Detection examples:
────────────────────────────────────────

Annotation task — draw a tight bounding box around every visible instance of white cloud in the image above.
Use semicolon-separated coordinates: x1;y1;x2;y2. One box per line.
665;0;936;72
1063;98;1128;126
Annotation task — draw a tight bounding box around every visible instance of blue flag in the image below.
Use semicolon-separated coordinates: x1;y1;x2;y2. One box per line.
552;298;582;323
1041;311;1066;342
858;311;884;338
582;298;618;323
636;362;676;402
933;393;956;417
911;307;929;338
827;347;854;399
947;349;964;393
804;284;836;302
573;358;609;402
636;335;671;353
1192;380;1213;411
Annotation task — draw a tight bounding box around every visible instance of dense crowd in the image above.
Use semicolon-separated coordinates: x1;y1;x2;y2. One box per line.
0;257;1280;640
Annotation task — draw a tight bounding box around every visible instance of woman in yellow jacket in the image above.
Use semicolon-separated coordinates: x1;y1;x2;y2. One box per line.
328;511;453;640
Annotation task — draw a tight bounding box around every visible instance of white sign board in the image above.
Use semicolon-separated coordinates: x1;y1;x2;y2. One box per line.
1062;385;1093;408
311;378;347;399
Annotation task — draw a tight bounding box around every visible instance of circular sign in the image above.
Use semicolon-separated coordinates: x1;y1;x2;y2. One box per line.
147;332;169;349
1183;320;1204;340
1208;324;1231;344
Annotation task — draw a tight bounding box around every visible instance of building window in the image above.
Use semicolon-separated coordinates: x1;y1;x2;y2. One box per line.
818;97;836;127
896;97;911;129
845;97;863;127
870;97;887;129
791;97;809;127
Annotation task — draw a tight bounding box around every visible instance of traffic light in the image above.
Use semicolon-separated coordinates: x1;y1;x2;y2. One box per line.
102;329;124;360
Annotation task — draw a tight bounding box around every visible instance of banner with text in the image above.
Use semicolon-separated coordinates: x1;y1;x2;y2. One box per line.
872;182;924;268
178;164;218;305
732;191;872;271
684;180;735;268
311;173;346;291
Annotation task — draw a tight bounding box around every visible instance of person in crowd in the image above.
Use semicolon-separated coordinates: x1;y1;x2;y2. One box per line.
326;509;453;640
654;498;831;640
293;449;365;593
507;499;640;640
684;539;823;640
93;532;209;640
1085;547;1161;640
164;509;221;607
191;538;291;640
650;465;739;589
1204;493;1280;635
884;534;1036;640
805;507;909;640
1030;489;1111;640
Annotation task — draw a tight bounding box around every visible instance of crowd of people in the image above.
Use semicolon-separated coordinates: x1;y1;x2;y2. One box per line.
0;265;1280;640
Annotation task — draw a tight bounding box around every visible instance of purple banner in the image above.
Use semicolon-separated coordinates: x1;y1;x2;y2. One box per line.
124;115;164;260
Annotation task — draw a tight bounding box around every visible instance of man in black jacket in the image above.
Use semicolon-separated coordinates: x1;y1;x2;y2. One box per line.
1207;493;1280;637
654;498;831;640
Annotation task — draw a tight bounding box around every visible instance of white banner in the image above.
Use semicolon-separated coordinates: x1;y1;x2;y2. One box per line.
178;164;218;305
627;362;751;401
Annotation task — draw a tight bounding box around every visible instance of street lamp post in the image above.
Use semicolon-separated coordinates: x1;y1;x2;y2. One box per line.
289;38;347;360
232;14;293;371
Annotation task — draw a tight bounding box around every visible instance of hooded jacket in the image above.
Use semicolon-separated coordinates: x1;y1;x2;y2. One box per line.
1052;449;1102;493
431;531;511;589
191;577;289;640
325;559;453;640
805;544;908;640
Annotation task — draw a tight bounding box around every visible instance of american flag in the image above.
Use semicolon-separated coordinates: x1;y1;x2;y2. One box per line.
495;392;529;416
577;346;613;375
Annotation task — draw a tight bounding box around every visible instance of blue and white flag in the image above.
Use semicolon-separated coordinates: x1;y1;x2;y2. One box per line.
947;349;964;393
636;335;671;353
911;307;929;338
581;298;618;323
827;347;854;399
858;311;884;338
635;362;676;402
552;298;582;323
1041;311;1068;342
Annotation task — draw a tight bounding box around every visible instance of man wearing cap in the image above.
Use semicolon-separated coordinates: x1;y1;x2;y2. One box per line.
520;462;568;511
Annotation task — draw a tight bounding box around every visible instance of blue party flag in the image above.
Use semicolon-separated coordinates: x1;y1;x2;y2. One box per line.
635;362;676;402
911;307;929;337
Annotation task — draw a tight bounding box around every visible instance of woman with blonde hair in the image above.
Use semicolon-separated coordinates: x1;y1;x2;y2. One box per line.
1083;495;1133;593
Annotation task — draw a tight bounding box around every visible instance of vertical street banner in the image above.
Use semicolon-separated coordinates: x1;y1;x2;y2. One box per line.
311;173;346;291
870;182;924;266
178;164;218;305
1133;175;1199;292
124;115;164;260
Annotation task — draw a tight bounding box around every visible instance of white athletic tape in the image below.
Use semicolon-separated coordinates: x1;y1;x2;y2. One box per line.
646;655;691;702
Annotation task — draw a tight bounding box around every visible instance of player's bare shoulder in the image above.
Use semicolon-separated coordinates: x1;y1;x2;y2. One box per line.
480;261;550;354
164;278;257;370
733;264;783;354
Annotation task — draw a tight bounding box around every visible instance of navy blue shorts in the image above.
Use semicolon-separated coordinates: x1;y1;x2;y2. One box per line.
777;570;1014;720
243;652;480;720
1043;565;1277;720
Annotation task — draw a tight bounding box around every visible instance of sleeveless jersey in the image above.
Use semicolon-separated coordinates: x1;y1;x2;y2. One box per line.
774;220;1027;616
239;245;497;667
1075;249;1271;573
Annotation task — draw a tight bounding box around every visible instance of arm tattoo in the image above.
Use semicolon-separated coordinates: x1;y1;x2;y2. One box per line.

────────────────────────────────────────

[AIM OF THE EXERCISE] Copy the material above verbatim.

[RESULT FOR THIS TASK]
Annotation task — draw a tight bounding box around every visible instance of white cloud in the image above.
Use semicolon-separated coordinates: x1;y1;x2;y2. One box per line.
665;0;936;72
1063;98;1128;126
Annotation task — draw a tight bounding box around every visible instance of blue flag in the image below.
Use semicolon-separated coordinates: x1;y1;x2;y2. One box per line.
552;298;582;323
1041;311;1066;342
858;311;884;338
582;298;618;323
636;362;676;402
933;393;956;417
911;307;929;338
827;347;854;399
947;349;964;393
804;284;836;302
573;358;609;402
636;335;671;353
1192;380;1213;411
Annotation task — draw a tight bounding box around every visible instance of dense crowd in the image above.
Use semicolon-separated coordinates: x1;y1;x2;y2. One box per line.
0;257;1280;640
Annotation task — draw a tight bounding box around every visible instance of woman in yellow jacket in the image above.
Use semicolon-separated coordinates: x1;y1;x2;y2. One box per line.
328;511;453;640
Annotation task — draw a tight bounding box around every visible instance of white sign board in the image above.
Use semicolon-separated coordinates: x1;y1;x2;y2. One box per line.
1062;385;1093;408
311;378;347;399
Annotation task — draw a tight bounding box around every visible instance of circular sign in the image above.
Use semicolon-separated coordinates: x1;y1;x2;y2. One box per line.
147;332;169;349
1183;320;1204;340
1208;324;1231;344
Annotation task — draw a tight bounding box around every visible instance of building window in the image above.
Use semicolon-separated coordinates: x1;y1;x2;y2. One box per line.
818;97;836;127
896;97;911;129
845;97;863;127
870;97;887;129
791;97;809;127
Annotation task — draw a tight bounding box around every visible instance of traffic light in the image above.
Use semicolon-separated coordinates: x1;y1;x2;y2. One box per line.
102;329;124;360
Annotation task — draw a tight bounding box around every visible instance of banner with text in the image above.
Use semicolon-separated coordinates: x1;y1;x2;y2. One box per line.
872;182;924;268
178;164;218;305
732;191;872;271
684;180;735;268
311;173;346;291
Annotation task — draw a tight bounding box around every visible instance of person in crowd in the image above.
Use semicolon-separated coordinates: x1;y1;x2;y2. One box per line.
326;509;453;640
654;498;831;640
293;449;365;593
507;499;640;640
684;539;823;640
93;532;209;640
1085;547;1161;640
164;509;221;607
191;538;291;640
650;465;739;589
1204;493;1280;635
884;534;1036;640
805;507;909;640
1030;489;1111;640
Annotation task — draw a tight bounding box around every visible instance of crowd of people in the image above.
Use semicolon-separated coordinates: x1;y1;x2;y2. One box per line.
0;265;1280;640
Annotation task — draw a tight bounding box around every visible instance of purple banner in the image above.
Use semicolon-separated coordinates: x1;y1;x2;y2. One box per line.
124;115;164;260
Annotation task — draw a tight bounding box around every visible instance of man in black jacket in the image above.
Use semicolon-separated coordinates: x1;y1;x2;y2. One box per line.
1207;493;1280;637
654;498;831;640
Annotation task — draw a tight bounding box around every visible instance of white banner in the image above.
Use semicolon-separated coordinates: x1;y1;x2;y2. One box per line.
178;164;218;305
627;362;751;401
Annotation task — draw a tight bounding box around every visible instance of street lamp post in the image above.
Use semicolon-separated coordinates: x1;y1;x2;y2. One box per line.
289;38;347;360
232;14;293;371
Annotation task — draw a tight bounding box around every visible instance of hooded jacket in the image above.
Use semicolon-separated coordinates: x1;y1;x2;y2. One box per line.
1052;449;1102;493
431;531;511;589
191;577;289;640
325;559;453;640
805;544;908;640
Annotation task — draw a tight bounding box around every visible instance of american flag in the image above.
Use semicolon-separated coordinates: x1;y1;x2;y2. One box per line.
495;392;529;416
577;346;613;375
Annotation task — draw a tight bounding box around every visible instance of blue and white flag in the image above.
Use semicolon-separated coordinates: x1;y1;x2;y2. One box per line.
947;349;964;393
636;335;671;353
911;307;929;338
581;298;618;323
827;347;854;399
858;311;884;338
635;362;676;402
552;298;582;323
1041;311;1068;342
Annotation task — draw a tight bounding box around every visible instance of man wearing cap in the image above.
Use semicolon-separated coordinates: x1;y1;x2;y2. One box per line.
520;462;568;511
Annotation task — draw a tight bounding box around every visible instance of blue party flag in the image above.
Use semicolon-separated coordinates: x1;y1;x2;y2. One box per line.
635;362;676;402
911;307;929;337
Annotation task — draw a tight bounding box around every visible instance of woman with blonde hair in the image above.
Use semicolon-separated coordinates: x1;y1;x2;y2. One box per line.
1083;495;1133;593
Annotation task — draw a tight bounding box around every visible instance of vertical street banner in the image above.
Use semicolon-separated coordinates: x1;y1;x2;y2. One box per line.
311;173;346;291
870;182;924;266
178;164;218;305
1133;175;1199;292
124;115;164;260
Annotation task — draw a tight bounding box around every visible instance of white athletic tape in the image below.
Use semicolon-separated coordinates: x1;y1;x2;y2. One box per line.
646;655;691;702
Annotation task — draw a tight bounding box around every visible instance of player's bare shoulder in the image above.
Use semicolon-separated coordinates: x1;y1;x2;y2. One box per line.
480;261;550;354
164;278;257;370
733;264;783;354
Annotation task — draw a tight bounding box around every visible instance of navy blue shorts in the image above.
Use semicolon-separated coordinates: x1;y1;x2;y2. One box per line.
777;570;1014;720
243;652;480;720
1043;565;1277;720
Annotation task — draw a tight bounding box around every visible instance of sleeveless jersey in the image above.
Use semicolon-separated coordinates: x1;y1;x2;y2. One box per line.
774;220;1027;616
239;245;497;667
1075;249;1271;573
Annotation task — draw a tight bounding box around every visible instance of arm tattoo in the image above.
Use semicolon-separated coordinates: x1;y1;x2;y2. One box per line.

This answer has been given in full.